To do: Filter the records below, keeping only the lines that contain the string "trunk". The match is case-sensitive.

Data to use:
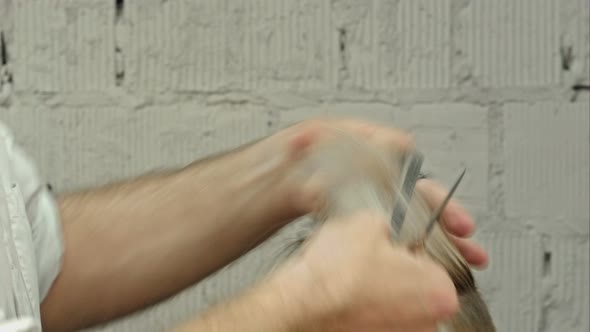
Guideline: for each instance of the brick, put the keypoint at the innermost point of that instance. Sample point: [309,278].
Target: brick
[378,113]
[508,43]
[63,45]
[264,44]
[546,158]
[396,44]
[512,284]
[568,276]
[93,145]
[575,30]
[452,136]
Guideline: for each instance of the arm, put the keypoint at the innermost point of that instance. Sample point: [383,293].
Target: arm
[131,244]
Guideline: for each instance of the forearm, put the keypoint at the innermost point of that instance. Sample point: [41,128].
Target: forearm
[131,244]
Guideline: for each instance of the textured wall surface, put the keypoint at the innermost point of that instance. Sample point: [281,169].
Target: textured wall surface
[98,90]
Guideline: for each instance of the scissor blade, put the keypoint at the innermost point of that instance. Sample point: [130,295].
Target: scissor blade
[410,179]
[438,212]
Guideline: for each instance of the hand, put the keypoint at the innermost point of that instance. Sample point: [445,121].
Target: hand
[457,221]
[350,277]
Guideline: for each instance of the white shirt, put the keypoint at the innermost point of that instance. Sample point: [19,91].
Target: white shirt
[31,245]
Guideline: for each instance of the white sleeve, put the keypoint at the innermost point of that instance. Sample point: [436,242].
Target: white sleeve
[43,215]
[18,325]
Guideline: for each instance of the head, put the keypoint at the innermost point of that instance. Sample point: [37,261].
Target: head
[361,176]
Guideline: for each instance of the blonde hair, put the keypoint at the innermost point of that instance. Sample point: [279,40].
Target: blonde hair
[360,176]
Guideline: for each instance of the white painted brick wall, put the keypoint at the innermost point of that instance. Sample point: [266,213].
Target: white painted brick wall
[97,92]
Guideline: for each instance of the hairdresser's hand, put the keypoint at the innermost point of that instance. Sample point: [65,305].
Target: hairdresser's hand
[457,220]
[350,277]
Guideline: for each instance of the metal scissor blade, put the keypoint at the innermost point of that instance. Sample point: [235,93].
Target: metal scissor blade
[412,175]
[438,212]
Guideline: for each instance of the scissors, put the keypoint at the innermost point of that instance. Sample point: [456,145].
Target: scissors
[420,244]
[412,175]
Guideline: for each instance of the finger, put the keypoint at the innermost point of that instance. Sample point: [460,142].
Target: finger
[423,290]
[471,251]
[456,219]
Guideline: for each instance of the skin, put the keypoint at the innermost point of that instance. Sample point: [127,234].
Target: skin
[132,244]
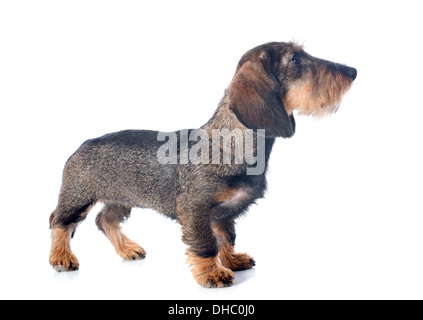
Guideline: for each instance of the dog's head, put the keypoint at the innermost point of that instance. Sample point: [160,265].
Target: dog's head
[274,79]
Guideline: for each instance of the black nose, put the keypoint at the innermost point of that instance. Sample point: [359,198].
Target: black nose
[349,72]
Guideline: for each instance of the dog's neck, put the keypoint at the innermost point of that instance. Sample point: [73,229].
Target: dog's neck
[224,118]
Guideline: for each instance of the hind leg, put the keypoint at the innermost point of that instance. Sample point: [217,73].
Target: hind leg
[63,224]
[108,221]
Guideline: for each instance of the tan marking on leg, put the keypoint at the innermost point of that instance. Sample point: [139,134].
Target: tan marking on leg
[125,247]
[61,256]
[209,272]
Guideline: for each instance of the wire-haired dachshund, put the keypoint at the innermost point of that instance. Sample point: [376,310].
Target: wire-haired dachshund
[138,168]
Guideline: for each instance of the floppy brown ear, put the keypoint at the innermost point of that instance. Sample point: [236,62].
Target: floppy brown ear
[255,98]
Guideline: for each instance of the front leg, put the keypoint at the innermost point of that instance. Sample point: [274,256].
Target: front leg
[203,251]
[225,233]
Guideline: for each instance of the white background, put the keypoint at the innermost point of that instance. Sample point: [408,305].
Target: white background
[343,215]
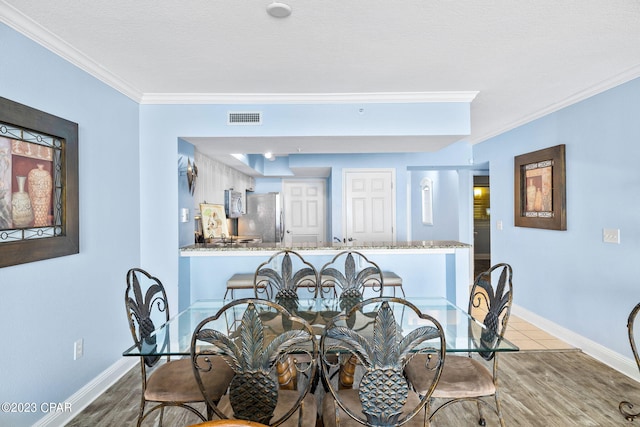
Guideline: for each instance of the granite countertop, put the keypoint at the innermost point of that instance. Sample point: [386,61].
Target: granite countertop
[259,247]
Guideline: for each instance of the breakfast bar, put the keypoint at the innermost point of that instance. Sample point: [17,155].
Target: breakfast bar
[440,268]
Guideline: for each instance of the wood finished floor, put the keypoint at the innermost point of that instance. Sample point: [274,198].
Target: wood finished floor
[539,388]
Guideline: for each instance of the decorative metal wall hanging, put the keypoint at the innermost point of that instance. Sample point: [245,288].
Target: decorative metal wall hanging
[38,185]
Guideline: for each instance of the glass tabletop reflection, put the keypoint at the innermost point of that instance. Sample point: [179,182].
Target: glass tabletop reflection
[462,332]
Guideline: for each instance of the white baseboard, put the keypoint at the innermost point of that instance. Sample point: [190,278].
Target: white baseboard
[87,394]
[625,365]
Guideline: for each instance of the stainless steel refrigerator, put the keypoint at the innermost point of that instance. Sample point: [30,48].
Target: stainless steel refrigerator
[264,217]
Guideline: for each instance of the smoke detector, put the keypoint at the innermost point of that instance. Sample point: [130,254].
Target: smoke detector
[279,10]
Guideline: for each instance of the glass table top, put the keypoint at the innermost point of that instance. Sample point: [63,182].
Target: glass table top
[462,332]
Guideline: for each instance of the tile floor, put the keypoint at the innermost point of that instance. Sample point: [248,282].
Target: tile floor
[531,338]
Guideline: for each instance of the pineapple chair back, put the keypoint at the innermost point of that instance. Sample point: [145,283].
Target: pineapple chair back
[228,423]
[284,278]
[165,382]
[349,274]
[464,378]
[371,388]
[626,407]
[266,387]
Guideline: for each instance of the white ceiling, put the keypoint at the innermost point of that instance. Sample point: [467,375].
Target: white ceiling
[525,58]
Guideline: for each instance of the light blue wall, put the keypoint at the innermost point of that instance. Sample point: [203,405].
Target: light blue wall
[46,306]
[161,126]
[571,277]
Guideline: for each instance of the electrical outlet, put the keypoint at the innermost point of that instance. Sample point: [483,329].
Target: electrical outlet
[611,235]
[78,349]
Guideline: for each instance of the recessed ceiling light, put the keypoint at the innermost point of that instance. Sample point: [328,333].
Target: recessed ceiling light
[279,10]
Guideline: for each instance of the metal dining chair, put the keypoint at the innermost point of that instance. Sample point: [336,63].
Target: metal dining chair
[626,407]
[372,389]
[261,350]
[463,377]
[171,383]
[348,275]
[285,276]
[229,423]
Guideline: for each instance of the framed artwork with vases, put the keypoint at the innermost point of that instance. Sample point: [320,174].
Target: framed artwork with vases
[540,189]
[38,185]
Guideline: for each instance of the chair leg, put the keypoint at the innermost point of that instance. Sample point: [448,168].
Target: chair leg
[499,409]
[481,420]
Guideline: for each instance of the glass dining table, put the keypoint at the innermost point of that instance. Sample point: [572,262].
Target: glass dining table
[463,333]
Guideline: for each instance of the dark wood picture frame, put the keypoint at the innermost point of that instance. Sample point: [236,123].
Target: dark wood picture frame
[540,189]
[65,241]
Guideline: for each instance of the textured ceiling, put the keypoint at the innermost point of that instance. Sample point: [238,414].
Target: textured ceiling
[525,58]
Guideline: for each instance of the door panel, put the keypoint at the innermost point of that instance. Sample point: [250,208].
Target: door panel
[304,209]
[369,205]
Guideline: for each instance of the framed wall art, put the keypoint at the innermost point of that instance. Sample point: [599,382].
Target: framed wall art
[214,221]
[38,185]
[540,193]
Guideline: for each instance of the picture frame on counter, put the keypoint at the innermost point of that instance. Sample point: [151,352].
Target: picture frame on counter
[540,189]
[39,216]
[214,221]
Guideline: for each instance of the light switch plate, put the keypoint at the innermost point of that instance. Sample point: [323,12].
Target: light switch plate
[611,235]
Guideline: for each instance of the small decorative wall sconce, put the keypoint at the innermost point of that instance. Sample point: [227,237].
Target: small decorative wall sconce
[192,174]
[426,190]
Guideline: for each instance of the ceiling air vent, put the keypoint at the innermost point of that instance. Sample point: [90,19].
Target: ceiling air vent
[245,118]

* * *

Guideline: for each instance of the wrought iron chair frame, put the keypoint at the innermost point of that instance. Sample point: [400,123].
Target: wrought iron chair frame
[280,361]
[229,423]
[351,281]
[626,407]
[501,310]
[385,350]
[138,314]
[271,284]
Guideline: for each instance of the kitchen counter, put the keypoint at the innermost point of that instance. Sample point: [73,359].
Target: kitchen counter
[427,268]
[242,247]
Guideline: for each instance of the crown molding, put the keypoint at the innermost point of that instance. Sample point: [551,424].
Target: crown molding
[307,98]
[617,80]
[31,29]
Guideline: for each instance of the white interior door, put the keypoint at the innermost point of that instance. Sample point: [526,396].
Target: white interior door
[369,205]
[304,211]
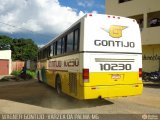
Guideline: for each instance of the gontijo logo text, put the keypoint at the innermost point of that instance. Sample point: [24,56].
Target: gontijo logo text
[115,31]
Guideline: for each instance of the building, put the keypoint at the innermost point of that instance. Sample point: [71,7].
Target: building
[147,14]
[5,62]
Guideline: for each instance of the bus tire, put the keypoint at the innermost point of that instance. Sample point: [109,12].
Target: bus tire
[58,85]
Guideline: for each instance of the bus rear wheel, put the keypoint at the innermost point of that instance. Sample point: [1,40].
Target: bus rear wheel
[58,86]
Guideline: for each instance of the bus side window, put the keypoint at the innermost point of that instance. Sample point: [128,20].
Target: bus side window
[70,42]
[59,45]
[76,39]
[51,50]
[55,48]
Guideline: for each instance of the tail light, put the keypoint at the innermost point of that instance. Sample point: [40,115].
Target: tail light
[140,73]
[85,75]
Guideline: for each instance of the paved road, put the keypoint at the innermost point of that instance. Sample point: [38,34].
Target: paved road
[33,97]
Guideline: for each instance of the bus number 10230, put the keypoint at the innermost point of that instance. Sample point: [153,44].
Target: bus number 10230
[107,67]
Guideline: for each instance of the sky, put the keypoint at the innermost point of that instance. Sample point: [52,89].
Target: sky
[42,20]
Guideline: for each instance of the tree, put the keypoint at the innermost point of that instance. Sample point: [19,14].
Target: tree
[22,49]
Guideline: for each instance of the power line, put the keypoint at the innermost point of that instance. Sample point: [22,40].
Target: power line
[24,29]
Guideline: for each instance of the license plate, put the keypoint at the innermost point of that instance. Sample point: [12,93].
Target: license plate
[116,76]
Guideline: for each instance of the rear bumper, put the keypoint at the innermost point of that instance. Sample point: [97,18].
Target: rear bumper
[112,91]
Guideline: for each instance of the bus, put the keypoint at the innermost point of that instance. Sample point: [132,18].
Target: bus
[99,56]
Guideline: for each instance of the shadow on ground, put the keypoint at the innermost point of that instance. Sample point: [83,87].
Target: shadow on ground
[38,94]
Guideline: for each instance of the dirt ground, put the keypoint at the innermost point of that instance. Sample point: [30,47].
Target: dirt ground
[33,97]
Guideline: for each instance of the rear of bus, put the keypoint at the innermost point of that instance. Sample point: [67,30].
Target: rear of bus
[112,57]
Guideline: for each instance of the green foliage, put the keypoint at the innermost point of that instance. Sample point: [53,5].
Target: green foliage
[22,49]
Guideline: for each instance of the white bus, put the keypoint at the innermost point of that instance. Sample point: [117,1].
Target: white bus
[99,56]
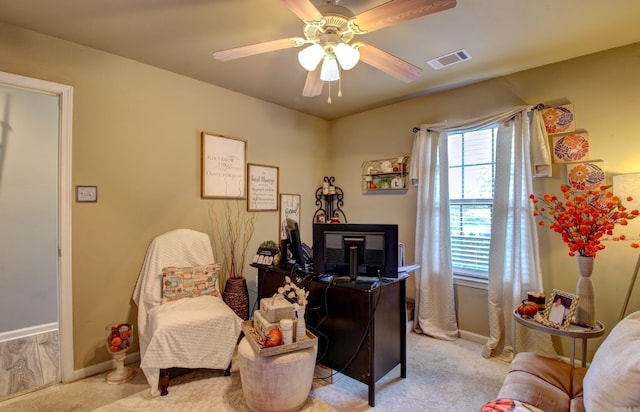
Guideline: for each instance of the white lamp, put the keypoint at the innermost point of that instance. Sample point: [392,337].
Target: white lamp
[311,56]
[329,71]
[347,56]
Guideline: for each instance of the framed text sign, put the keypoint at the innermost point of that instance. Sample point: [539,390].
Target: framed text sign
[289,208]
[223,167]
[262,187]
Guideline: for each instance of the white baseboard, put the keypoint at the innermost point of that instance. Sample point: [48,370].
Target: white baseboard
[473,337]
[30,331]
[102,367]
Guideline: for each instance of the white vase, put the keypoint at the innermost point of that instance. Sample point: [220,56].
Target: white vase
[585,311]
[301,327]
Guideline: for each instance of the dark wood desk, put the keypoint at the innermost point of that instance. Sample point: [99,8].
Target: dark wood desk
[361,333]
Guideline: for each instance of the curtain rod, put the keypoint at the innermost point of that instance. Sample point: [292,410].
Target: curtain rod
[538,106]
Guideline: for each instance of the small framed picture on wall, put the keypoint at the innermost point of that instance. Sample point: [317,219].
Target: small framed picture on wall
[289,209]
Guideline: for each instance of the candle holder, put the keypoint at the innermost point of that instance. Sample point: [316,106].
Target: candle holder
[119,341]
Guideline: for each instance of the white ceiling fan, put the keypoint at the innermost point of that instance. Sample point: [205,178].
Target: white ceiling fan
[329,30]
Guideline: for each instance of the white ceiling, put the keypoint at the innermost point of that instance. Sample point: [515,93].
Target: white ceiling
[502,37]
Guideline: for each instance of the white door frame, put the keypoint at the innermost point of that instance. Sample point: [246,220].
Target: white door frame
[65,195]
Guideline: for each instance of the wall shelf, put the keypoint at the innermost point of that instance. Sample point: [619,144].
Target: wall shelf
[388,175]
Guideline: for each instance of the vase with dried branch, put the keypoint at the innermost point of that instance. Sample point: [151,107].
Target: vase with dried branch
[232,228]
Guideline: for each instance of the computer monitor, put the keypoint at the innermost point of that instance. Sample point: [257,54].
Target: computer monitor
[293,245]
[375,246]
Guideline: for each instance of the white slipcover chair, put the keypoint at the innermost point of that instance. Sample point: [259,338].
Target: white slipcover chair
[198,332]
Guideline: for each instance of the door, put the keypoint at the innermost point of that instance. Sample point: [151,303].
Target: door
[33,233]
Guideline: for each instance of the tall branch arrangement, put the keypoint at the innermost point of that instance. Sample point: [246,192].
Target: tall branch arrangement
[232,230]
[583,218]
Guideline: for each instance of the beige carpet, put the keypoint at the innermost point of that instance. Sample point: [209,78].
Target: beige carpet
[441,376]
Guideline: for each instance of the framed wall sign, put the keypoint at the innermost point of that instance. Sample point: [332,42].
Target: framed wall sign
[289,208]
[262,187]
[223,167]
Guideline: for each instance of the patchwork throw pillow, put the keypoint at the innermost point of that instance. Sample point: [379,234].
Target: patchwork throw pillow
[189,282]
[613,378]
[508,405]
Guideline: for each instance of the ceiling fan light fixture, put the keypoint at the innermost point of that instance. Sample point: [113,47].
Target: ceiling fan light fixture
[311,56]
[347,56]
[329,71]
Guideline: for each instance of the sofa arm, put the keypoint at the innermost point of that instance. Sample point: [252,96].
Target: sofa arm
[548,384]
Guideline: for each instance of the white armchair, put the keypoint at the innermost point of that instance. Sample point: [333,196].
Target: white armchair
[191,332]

--

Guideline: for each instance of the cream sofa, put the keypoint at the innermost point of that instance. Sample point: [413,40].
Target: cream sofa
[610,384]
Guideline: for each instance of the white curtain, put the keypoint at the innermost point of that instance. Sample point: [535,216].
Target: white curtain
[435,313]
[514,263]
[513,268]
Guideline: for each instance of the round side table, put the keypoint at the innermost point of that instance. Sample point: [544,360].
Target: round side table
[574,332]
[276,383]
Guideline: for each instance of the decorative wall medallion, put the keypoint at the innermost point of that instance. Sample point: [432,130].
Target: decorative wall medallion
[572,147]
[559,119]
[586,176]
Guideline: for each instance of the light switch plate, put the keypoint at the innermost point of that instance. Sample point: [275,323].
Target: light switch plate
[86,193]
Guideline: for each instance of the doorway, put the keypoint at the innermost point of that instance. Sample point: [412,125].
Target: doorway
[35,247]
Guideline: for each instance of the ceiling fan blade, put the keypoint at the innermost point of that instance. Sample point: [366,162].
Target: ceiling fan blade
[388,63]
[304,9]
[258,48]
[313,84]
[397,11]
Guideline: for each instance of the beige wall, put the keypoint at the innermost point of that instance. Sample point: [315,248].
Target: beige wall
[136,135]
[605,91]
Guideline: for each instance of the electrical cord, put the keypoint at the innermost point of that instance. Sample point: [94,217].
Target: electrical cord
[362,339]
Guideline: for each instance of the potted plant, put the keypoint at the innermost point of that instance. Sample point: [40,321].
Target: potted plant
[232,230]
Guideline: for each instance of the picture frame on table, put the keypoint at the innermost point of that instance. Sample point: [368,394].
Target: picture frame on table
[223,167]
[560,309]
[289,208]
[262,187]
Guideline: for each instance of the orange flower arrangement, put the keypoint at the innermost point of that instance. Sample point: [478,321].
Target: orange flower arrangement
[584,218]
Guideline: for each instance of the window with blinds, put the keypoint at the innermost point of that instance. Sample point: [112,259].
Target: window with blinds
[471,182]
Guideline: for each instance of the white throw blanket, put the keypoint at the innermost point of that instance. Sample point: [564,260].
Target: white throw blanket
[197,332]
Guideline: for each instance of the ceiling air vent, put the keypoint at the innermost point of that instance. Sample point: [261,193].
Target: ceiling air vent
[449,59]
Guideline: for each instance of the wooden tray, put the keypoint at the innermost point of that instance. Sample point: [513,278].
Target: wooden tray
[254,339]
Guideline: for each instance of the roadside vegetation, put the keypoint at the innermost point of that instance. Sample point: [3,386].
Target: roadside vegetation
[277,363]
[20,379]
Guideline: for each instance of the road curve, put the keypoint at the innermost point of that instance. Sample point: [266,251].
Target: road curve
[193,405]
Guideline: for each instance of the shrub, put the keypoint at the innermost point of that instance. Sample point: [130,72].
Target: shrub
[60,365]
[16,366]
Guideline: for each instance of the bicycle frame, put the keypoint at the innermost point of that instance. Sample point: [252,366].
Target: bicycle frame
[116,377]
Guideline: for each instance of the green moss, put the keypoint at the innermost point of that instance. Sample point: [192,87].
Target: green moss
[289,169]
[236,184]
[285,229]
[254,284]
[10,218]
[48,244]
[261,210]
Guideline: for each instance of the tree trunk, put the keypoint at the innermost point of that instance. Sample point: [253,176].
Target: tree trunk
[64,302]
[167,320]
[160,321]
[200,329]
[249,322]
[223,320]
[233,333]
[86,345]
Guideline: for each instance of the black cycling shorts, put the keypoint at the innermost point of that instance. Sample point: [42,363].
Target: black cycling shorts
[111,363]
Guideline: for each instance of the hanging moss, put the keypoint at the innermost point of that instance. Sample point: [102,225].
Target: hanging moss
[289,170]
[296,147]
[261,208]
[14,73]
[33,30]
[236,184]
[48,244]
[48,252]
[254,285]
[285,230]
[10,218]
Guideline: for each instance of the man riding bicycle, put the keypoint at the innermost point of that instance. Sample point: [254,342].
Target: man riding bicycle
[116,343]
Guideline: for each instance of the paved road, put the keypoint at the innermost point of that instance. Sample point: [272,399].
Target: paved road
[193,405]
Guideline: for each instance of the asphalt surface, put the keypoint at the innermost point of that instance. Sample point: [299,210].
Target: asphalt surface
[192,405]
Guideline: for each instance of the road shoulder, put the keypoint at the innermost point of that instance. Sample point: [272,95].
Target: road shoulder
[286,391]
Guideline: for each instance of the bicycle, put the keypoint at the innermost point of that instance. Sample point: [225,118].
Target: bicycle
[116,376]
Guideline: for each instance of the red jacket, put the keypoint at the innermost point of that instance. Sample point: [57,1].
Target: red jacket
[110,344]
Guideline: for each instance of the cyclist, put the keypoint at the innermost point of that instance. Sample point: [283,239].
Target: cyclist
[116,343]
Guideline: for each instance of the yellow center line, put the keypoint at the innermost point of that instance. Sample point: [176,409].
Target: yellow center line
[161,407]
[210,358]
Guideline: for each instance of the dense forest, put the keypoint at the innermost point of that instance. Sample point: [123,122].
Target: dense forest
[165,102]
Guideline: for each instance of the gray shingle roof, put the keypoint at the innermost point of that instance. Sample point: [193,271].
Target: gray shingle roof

Exercise response:
Guideline: for each instance of the tree trunk, put the keypoint at the innermost point of that instance. Sample point: [253,176].
Target: tree trunk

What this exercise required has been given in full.